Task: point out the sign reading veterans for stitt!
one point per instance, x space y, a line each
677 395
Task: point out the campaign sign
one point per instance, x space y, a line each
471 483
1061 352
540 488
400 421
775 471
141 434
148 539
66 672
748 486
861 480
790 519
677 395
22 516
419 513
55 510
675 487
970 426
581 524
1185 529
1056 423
☆ ☆ ☆ ☆ ☆
#### How to complete this task
Retype the whole of the material word for word.

#### Solution for this exercise
Task: point out the sign reading veterans for stitt!
one point per instance, x space y, a line each
677 395
Task: point out the campaign sign
one point per instance, x space y, a line each
471 483
1061 352
540 488
400 421
775 471
141 434
148 539
66 672
748 486
861 480
790 519
677 395
22 516
419 513
55 510
675 487
970 426
581 524
1185 529
1056 423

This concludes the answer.